**Task details**
Rewrite the data below, swapping "pier railing" for "dock railing" wherever it occurs and leaving everything else untouched.

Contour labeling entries

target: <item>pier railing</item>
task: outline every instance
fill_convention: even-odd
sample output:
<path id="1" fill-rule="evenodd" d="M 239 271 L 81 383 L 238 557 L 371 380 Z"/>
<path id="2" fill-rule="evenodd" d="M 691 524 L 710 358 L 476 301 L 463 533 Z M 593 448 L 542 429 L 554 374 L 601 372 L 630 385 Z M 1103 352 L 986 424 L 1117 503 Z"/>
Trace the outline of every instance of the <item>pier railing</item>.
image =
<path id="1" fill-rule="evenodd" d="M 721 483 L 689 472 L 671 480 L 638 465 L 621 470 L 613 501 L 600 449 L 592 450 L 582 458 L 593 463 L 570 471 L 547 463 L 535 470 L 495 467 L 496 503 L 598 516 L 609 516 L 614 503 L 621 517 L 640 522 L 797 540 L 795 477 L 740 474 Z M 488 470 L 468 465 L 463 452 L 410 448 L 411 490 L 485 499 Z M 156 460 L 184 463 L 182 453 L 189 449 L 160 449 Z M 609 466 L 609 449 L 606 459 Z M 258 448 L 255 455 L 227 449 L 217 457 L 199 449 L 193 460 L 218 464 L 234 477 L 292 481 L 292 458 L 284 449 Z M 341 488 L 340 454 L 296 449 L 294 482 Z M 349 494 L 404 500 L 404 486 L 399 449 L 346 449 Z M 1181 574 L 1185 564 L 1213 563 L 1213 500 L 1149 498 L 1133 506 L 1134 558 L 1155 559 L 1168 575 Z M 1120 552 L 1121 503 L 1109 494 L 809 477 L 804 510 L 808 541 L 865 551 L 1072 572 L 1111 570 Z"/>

**Task result**
target: <item>dock railing</item>
task: outline every instance
fill_convention: even-odd
sample output:
<path id="1" fill-rule="evenodd" d="M 239 271 L 81 383 L 238 557 L 371 380 Z"/>
<path id="2" fill-rule="evenodd" d="M 691 524 L 710 358 L 476 301 L 463 533 Z M 593 448 L 542 429 L 554 374 L 601 372 L 630 385 Z M 1103 352 L 986 424 L 1117 503 Z"/>
Trace the outline of every instance of the <item>dock railing</item>.
image =
<path id="1" fill-rule="evenodd" d="M 721 483 L 689 472 L 671 480 L 638 465 L 621 470 L 613 501 L 600 449 L 592 450 L 582 458 L 593 463 L 570 471 L 547 463 L 535 470 L 495 467 L 496 503 L 598 516 L 609 516 L 614 503 L 621 517 L 640 522 L 797 540 L 795 477 L 740 474 Z M 488 470 L 468 465 L 463 452 L 410 448 L 411 490 L 485 499 Z M 156 460 L 184 463 L 182 453 L 189 449 L 160 449 Z M 609 466 L 609 449 L 606 459 Z M 258 448 L 255 455 L 227 449 L 217 457 L 199 449 L 193 460 L 218 464 L 234 477 L 292 481 L 292 458 L 284 449 Z M 341 488 L 340 454 L 296 449 L 294 482 Z M 349 494 L 404 500 L 404 486 L 399 449 L 346 449 Z M 1181 574 L 1185 564 L 1213 563 L 1213 500 L 1149 498 L 1133 506 L 1134 558 L 1155 559 L 1168 575 Z M 1120 552 L 1121 503 L 1109 494 L 809 477 L 804 510 L 808 541 L 865 551 L 1072 572 L 1111 570 Z"/>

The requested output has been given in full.